#### Given task
Could you pull out, word for word, every line of the listing from the one containing "Would you be able to mark the camouflage trousers" through its end?
================================
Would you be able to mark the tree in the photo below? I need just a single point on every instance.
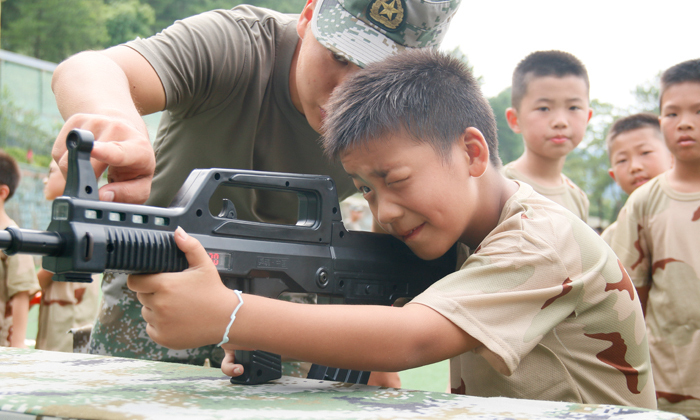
(54, 29)
(647, 96)
(128, 19)
(510, 145)
(22, 129)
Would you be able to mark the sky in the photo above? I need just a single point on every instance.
(622, 43)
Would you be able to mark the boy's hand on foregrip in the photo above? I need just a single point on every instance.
(119, 146)
(187, 309)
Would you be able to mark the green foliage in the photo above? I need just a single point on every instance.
(647, 96)
(588, 165)
(21, 128)
(510, 145)
(54, 29)
(128, 19)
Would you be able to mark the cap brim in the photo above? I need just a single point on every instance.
(344, 34)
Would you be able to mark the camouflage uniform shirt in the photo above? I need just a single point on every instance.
(555, 313)
(17, 274)
(658, 241)
(226, 80)
(567, 194)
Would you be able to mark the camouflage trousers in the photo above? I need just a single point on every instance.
(120, 331)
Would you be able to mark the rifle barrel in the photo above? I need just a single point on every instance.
(27, 241)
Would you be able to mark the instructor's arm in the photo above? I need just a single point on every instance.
================================
#### Correct answer
Would you be able to mark the camouflage trousers in the photo above? I need just a single point on every instance.
(120, 331)
Would you be able to mark the rifle barrel in the photo above? I need just a single point on every instance.
(27, 241)
Would you be able to mark the instructor's arm in the photo above? I need just a single point on every instance.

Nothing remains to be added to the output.